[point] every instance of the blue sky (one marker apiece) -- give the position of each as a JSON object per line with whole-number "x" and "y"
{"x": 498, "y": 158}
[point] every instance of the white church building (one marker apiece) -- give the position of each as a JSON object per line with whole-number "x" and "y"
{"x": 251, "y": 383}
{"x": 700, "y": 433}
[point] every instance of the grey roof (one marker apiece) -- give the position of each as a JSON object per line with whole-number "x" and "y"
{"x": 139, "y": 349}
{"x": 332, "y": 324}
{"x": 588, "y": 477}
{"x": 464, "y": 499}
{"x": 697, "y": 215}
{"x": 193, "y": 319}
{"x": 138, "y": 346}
= = =
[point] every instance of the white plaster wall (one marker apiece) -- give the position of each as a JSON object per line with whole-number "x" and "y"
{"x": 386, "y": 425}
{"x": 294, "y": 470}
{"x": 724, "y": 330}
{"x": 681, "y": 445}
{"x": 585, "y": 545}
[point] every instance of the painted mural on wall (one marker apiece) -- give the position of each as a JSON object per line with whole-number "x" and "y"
= = =
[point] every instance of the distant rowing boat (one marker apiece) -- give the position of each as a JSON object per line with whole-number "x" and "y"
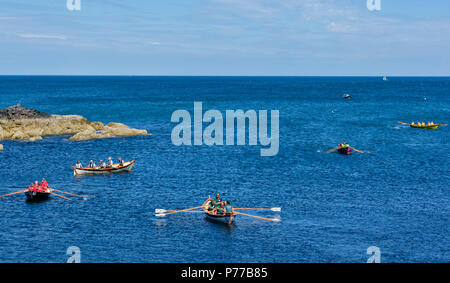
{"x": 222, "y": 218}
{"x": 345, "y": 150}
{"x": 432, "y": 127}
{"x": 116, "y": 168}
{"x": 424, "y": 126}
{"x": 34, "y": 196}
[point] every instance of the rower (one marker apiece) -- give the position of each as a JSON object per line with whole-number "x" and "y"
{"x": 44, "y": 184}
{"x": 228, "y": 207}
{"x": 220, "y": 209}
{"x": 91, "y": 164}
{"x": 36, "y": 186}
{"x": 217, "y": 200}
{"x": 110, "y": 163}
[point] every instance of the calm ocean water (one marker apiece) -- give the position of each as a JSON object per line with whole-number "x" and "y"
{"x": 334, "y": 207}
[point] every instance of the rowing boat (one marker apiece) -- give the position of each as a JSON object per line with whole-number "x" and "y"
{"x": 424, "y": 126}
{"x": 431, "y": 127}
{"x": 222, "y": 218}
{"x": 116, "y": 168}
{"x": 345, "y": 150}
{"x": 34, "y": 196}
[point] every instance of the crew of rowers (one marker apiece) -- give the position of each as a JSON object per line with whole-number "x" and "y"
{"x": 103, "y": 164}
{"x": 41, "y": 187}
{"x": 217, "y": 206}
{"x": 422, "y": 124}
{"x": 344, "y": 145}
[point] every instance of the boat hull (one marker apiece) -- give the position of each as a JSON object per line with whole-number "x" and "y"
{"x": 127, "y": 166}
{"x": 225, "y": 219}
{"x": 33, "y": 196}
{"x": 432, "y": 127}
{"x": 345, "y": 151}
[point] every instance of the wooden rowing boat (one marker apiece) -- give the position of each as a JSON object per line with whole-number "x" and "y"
= = =
What this task involves: Copy out the stretch from "[point] every instance of the calm" through "[point] every instance of the wooden", changing every "rowing boat" to "rowboat" and leaving everything else unchanged.

Output for this task:
[point] every instance of the calm ocean water (one marker apiece) -- give the position of each as a JSON object per line with whole-number "x" and "y"
{"x": 334, "y": 207}
[point] every instance of the rowboat (one marker apiece) -- give the position of each as a JSON object per line with whole-number "x" and "y"
{"x": 424, "y": 126}
{"x": 431, "y": 127}
{"x": 222, "y": 218}
{"x": 116, "y": 168}
{"x": 345, "y": 150}
{"x": 34, "y": 196}
[point] every instance of the crew of rowers (one marker apiece) -- give the position of each as a JSON object per line with whole-number "x" and "y"
{"x": 103, "y": 164}
{"x": 41, "y": 187}
{"x": 217, "y": 206}
{"x": 422, "y": 124}
{"x": 344, "y": 145}
[point] every instance of the boat hull (one marker apiece) -- give the position of each as a JSON object per line with whole-number "x" and "y"
{"x": 127, "y": 166}
{"x": 225, "y": 219}
{"x": 33, "y": 196}
{"x": 432, "y": 127}
{"x": 345, "y": 151}
[point] every instance of the wooden rowboat (one marker apiece) -- give the position of each as a JSON object per line with whole-number "x" and "y"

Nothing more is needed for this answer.